Que font, d'habitude, les jeunes femmes de vingt-deux ans ? Elles se marient, ont des enfants, un travail, une quotidienneté assez banale, en somme ! Rien de tel pour Angèle qui s'interroge picturalement sur le monde, sur le cosmos, sur la relation de l'Homme à ce monde, à ce cosmos, et à la façon dont tous ces éléments se conjuguent pour que chaque spectateur, la surprise passée, puisse laisser libre cours à ses émotions, son sens du merveilleux, de l'inattendu, face à ce développement composite, cette scénographie d'une sobriété exemplaire.
Car Angèle n'use de nul "effet", nulle surenchère : sur des murs noirs, elle déploie son parcours fait de "peintures cosmiques" sur fonds noirs, entrecroisées d'écrits poétiques qui véhiculent ses exhortations adressées à : elle-même ? au visiteur qui les lit et réagit subjectivement ? à la terre entière qui est concernée par les interrogations, mais aussi les remarques tour à tour enjouées, angoissées… de cette jeune artiste ?

- - - - - - -

- OBJECTIFS
a. Dans le texte consacré au parcours d'Angèle, de quelle couleur sont les murs sur lesquels elle déploie ses œuvres ?
b. Rédigez la suite du texte consacré au parcours d'Angèle, en commençant après sa dernière phrase.

- Extraits d'un jeu de données d'annotation par points
- - - - - - -

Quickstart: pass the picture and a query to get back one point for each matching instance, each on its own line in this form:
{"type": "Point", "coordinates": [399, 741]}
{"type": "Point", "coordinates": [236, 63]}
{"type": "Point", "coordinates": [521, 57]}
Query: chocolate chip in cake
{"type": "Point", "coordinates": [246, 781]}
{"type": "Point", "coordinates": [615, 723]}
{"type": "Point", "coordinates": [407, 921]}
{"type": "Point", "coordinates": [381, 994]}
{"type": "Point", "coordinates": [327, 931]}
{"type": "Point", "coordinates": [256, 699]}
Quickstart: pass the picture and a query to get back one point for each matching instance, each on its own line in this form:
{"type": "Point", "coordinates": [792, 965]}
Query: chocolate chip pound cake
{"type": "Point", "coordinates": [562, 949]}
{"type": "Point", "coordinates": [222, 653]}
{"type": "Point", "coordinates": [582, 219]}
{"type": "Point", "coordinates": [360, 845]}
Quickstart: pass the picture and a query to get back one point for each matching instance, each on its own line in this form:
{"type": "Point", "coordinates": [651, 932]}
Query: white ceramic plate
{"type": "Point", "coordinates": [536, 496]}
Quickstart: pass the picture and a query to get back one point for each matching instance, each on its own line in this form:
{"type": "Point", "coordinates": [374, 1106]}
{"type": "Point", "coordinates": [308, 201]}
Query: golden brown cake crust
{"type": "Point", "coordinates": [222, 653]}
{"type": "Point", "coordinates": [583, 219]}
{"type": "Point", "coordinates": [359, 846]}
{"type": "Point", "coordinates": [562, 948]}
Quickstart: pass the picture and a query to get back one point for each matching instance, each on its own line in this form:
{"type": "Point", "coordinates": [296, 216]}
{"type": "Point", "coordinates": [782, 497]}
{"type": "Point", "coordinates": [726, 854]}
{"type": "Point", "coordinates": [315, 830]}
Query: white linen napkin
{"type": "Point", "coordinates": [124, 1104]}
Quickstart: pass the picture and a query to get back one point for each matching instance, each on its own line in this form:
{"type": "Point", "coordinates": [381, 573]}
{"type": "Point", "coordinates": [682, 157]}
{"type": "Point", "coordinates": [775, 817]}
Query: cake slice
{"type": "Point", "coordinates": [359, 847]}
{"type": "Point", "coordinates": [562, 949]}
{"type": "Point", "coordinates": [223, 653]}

- - - - - - -

- RÉPONSES AUX CONSIGNES
a. Les murs sont noirs.

b.
Il peut sembler au visiteur évident d'avancer en suivant l'itinéraire circulaire prévu par Angèle. Mais, il peut aussi analyser -du moins tenter d'analyser- retracer selon son cœur, l'histoire, l'aventure qu'elle narre au cours de cet itinéraire ! Commencer, par exemple par son interrogation sur l'humain : "L'humain est aussi vaste que l'univers. Que connaissons-nous de l'univers ? Une toute minuscule, minuscule, minuscule partie. Alors, que sommes-nous ? Nous n'en savons… qu'une toute minuscule, minuscule, minuscule partie".
Partir avec elle dans un cosmos, dont l'œil -tel celui d'un cyclone- est le centre de l'inconnu (et subséquemment du tableau).
Découvrir au centre de ce magma, un embryon humain, affirmant "A chaque naissance, c'est la naissance de l'univers qui se reproduit à l'infini…".
Parvenir à un petit enfant nimbé d'une auréole bleue, confiant au soleil "les murmures de" (son) "âme". - Et toi, alors ?... Qu'est ce qui regarde à travers tes yeux à cet instant ? - A travers mes yeux ?... Je crois que ce sont des années lumières de questionnements, des années lumières d'existence.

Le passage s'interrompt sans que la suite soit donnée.